# rhinestone software



## grossgirl (Jun 15, 2009)

I have read the previous posts regarding rhinestone software, but is there something that is very inexpensive/free that lets you design with rhinestones of various colors that can be used to show clients, but that is not linked to a cutter? I do my designs by hand.

Thanks

grossgirl


----------



## Eview1 (Apr 29, 2010)

The most inexpensive that I have seen is Funtime or Make the cut they are around 50-100. You can also use Adobe Illustrator, Corel. I think Inkscape is free.


----------



## dazzabling (Sep 21, 2011)

Rstones for MacroMonster its was 50$, but it works great with Corel Draw. You can get pre-made or custom templates for many of the TSF members.

http://macromonster.com/index.php?mod=descr&id_desc=148
its still $50 but you get 1 license per computer.


----------



## allhamps (Mar 15, 2007)

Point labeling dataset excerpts

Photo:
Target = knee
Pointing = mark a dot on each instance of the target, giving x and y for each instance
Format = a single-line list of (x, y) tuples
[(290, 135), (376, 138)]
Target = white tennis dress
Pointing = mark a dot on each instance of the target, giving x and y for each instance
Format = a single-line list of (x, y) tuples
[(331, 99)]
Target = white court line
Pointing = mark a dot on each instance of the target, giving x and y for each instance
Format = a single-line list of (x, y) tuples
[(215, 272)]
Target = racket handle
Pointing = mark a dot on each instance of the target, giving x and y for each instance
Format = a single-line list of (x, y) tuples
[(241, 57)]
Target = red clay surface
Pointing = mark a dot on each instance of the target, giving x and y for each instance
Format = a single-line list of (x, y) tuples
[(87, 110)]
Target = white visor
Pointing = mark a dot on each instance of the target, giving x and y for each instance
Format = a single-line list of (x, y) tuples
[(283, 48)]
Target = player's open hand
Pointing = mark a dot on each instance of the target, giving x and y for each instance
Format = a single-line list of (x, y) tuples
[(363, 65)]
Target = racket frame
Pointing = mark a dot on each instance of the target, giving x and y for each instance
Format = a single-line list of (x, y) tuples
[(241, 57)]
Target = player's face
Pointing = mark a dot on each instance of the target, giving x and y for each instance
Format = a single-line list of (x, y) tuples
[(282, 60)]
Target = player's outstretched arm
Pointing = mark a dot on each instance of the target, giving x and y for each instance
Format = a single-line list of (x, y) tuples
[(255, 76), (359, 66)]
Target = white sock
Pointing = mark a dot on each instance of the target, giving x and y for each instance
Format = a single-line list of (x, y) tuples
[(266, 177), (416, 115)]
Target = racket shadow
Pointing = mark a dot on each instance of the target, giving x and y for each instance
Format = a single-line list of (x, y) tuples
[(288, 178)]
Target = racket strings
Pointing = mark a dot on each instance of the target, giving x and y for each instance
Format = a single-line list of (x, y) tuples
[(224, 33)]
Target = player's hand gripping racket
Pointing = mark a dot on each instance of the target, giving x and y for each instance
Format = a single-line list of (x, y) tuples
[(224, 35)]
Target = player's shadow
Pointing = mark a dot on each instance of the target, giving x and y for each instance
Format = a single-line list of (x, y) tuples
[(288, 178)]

WHAT YOU WILL DO.
(a) In the rhinestone software thread, condense the paragraph that begins "The most inexpensive that I have seen" into a short list that keeps its main facts.
(b) Supply what comes next in the rhinestone software thread.

OUTPUTS FOR THE TASKS.
(a)
- Cheapest seen: Funtime or Make the cut, around $50–100
- Adobe Illustrator and Corel can also be used
- Inkscape is thought to be free

(b)
I believe Evie is correct. I don't think anything out there for actually laying the rhinestone pattern on your artwork is free, unless you already have Corel Draw and use that manual method. The Funtime is the cheapest I've seen with the $50 version being just for doing the pattern and printing it out the last time I checked. If you have Corel Draw, check on the RStone macro that one of the forum members is offering. I'm not sure where that price is now, but it too was originally around $50.

The other suggestion would be to have reusable templates made for you of your designs so that you don't have to do them by hand.


----------



## RCouture (Jul 21, 2011)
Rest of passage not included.